- _FRAGMENTO PROPORCIONADO_:
__________________________________________________

# [Mini-Guia] Mejorar el historico de comandos del bash

## RadikalQ3

Pongo esto como post, además de para tenerlo de recordatorio en cada sitio con internet al que me desplace, por si le sirve a alguien más  :Smile: 

Por ejemplo, sabes que alguna vez has tecleado el consabido source /etc/profile, por lo tanto, sabes que debe estar en el hitórico de cosas tecleadas en la linea de comandos del bash.

Si lo intentamos buscar con la tecla de cursor-arriba podemos perder más tiempo que si simplemente lo tecleamos de nuevo ¿no?.

Para eso, hay una solución, que es usar la tecla de retroceder página, que simplemente busca en el histórico de ordenes tecleadas, pero usando como patron lo que hayamos tecleado ya.

Es decir, que si tecleamos sour y luego pulsamos la tecla de Retroceder página, el bash nos sacará del histórico el consabido source /etc/profile sin tener que pasar por el resto de comandos tecleados.

__________________________________________________

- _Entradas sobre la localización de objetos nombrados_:

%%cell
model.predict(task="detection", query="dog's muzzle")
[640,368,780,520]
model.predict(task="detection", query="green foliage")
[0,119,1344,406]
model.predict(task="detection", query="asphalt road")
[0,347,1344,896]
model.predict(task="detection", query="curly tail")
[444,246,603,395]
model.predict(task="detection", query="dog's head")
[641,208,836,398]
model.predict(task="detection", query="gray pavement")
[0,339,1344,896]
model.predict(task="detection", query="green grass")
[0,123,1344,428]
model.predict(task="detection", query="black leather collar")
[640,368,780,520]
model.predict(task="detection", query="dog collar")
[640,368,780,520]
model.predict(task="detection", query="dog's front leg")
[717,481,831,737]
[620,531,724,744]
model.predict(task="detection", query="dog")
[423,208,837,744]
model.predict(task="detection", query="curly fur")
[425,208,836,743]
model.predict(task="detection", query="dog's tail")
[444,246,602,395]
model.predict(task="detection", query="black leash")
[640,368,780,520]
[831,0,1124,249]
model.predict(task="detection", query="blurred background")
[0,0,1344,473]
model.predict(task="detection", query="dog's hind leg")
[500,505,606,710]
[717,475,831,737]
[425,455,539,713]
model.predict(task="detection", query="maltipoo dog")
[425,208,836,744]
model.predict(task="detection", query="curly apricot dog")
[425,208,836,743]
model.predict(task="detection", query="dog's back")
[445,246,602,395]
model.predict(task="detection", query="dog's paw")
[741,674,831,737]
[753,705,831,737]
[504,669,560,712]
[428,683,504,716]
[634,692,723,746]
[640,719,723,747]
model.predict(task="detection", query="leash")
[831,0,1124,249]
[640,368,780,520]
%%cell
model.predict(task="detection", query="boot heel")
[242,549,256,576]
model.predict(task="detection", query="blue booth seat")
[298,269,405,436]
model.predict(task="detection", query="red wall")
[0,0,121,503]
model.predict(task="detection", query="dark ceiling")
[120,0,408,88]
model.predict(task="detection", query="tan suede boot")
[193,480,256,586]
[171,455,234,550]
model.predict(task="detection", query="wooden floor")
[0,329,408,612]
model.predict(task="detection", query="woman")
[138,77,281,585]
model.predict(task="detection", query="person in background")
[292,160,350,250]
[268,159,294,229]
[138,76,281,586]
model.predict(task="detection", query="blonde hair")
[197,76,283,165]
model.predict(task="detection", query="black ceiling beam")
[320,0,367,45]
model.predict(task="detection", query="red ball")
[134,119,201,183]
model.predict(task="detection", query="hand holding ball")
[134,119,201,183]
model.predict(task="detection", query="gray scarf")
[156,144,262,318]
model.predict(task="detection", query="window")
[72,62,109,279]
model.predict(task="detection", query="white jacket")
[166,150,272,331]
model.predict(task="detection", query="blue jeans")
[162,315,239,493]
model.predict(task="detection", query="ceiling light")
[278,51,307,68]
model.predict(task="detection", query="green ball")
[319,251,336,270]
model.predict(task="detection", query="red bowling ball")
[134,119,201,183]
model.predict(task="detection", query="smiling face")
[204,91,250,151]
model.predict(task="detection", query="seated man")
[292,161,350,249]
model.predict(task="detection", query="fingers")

__________________________________________________

- _ENUNCIADO_: Transcribe, por favor, el fragmento sobre el histórico de comandos del bash, comenzando por "Para eso, hay" y siguiendo hasta "hayamos tecleado ya.". El listado no hace falta para resolver nada.

- _RESPUESTA_:
Para eso, hay una solución, que es usar la tecla de retroceder página, que simplemente busca en el histórico de ordenes tecleadas, pero usando como patron lo que hayamos tecleado ya.